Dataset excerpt
# # # #

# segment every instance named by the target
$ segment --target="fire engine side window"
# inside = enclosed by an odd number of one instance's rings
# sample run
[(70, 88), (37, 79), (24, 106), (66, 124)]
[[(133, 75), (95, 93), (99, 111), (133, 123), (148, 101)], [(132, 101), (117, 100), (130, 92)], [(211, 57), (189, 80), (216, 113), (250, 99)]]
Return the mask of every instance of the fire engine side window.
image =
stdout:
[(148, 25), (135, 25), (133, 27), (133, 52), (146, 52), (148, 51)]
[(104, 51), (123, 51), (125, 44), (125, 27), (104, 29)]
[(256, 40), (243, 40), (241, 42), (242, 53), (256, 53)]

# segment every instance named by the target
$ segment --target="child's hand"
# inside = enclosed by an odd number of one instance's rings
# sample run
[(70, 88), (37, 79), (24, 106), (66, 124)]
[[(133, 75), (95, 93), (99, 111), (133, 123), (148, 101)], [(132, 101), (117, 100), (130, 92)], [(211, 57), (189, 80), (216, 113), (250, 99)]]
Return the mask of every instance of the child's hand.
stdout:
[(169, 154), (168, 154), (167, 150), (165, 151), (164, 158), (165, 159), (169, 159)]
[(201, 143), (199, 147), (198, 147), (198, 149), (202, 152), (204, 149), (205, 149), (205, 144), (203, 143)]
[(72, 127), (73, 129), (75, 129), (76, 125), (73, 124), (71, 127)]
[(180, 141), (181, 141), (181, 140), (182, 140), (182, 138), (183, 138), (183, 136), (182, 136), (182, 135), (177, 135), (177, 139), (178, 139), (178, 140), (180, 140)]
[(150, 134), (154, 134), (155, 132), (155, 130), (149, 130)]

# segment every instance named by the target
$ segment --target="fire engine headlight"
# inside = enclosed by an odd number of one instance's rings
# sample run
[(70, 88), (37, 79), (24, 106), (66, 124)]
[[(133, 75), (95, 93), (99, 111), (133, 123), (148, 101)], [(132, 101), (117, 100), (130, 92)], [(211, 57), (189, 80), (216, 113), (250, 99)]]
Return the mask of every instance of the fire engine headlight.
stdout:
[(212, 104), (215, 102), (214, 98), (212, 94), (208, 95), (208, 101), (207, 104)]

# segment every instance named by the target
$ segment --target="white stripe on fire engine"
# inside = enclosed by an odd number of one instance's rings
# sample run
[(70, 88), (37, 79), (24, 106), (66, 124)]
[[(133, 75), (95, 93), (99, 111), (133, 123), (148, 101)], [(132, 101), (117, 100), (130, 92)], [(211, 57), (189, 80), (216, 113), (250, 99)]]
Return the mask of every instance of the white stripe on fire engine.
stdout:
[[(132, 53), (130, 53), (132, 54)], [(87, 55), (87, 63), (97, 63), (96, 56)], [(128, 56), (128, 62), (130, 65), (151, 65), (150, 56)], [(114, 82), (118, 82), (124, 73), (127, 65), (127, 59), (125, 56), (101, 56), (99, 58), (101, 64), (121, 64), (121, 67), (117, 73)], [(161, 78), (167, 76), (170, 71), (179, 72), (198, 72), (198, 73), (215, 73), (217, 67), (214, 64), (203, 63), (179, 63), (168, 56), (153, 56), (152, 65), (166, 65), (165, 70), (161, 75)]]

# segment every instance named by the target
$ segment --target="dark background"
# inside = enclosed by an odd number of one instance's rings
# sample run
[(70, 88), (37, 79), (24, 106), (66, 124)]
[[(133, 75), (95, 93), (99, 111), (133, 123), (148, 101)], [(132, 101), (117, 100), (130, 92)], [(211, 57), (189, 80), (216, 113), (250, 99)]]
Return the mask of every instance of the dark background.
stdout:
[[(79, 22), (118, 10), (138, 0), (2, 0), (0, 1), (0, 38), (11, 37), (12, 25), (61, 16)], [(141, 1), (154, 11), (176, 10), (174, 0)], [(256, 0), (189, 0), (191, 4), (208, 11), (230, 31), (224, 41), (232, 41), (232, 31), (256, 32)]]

# # # #

§ **EXERCISE TASK**: Copy all of the records above line for line, without changing a single character.

§ **EXERCISE RESPONSE**:
# segment every instance named by the target
$ segment --target="fire engine side window"
# inside = enclosed by an odd number of one instance's rings
# sample run
[(70, 88), (37, 79), (24, 106), (66, 124)]
[[(133, 75), (95, 93), (99, 111), (133, 123), (148, 101)], [(132, 101), (117, 100), (130, 92)], [(211, 57), (189, 80), (216, 113), (250, 99)]]
Return the mask of every instance of the fire engine side window.
image =
stdout:
[(148, 25), (135, 25), (133, 27), (133, 52), (146, 52), (148, 51)]
[(104, 51), (123, 51), (125, 44), (125, 27), (104, 29)]
[(256, 40), (243, 40), (241, 42), (242, 53), (256, 53)]

# segment every instance named by the target
$ segment --target="child's hand"
# inside = enclosed by an odd number of one instance's rings
# sample run
[(70, 88), (37, 79), (24, 106), (66, 124)]
[[(133, 75), (95, 93), (99, 111), (133, 123), (148, 101)], [(132, 101), (117, 100), (130, 92)], [(211, 57), (189, 80), (216, 113), (250, 99)]]
Return the mask of every instance of the child's hand.
stdout:
[(169, 154), (168, 154), (167, 150), (165, 151), (164, 158), (165, 159), (169, 159)]
[(201, 143), (199, 147), (198, 147), (198, 149), (202, 152), (204, 149), (205, 149), (205, 144), (203, 143)]
[(72, 127), (73, 129), (75, 129), (76, 125), (73, 124), (71, 127)]
[(180, 141), (181, 141), (181, 140), (182, 140), (182, 138), (183, 138), (183, 136), (182, 136), (182, 135), (177, 135), (177, 139), (178, 139), (178, 140), (180, 140)]
[(150, 134), (154, 134), (155, 132), (155, 130), (149, 130)]

# segment every instance named by the target
$ segment --target="fire engine headlight"
# inside = enclosed by an odd number of one instance's rings
# sample run
[(70, 88), (37, 79), (24, 106), (66, 124)]
[[(133, 75), (95, 93), (99, 111), (133, 123), (148, 101)], [(132, 101), (117, 100), (130, 92)], [(211, 57), (189, 80), (216, 113), (250, 99)]]
Return the mask of every instance of the fire engine headlight.
stdout:
[(212, 104), (215, 102), (214, 98), (212, 94), (208, 95), (208, 101), (207, 104)]

# segment every instance named by the target
$ segment --target="white stripe on fire engine"
# inside = enclosed by an odd number of one instance's rings
# sample run
[(70, 88), (37, 79), (24, 106), (66, 124)]
[[(133, 75), (95, 93), (99, 111), (133, 123), (148, 101)], [(132, 101), (117, 100), (130, 92)], [(211, 57), (189, 80), (216, 113), (250, 99)]]
Return the mask of every instance of the white stripe on fire engine.
stdout:
[[(132, 53), (130, 53), (132, 54)], [(87, 55), (87, 63), (97, 63), (96, 56)], [(128, 56), (128, 62), (130, 65), (151, 65), (150, 56)], [(114, 82), (118, 82), (124, 73), (127, 65), (127, 59), (125, 56), (101, 56), (99, 58), (101, 64), (121, 64), (121, 67), (117, 73)], [(161, 78), (167, 76), (170, 71), (179, 72), (198, 72), (198, 73), (215, 73), (217, 67), (214, 64), (203, 63), (179, 63), (168, 56), (153, 56), (152, 65), (166, 65), (165, 70), (161, 75)]]

# segment every instance named by the target
$ segment --target="dark background"
# inside = enclosed by an odd number of one instance's rings
# sample run
[(70, 88), (37, 79), (24, 106), (66, 124)]
[[(133, 75), (95, 93), (99, 111), (133, 123), (148, 101)], [(132, 101), (117, 100), (130, 92)], [(211, 57), (189, 80), (216, 113), (250, 99)]]
Return the mask of every instance of the dark background.
stdout:
[[(79, 22), (118, 10), (138, 0), (2, 0), (0, 1), (0, 38), (11, 37), (12, 25), (61, 16)], [(141, 1), (154, 11), (176, 10), (174, 0)], [(256, 0), (189, 0), (191, 4), (208, 11), (230, 31), (224, 41), (232, 41), (232, 31), (256, 32)]]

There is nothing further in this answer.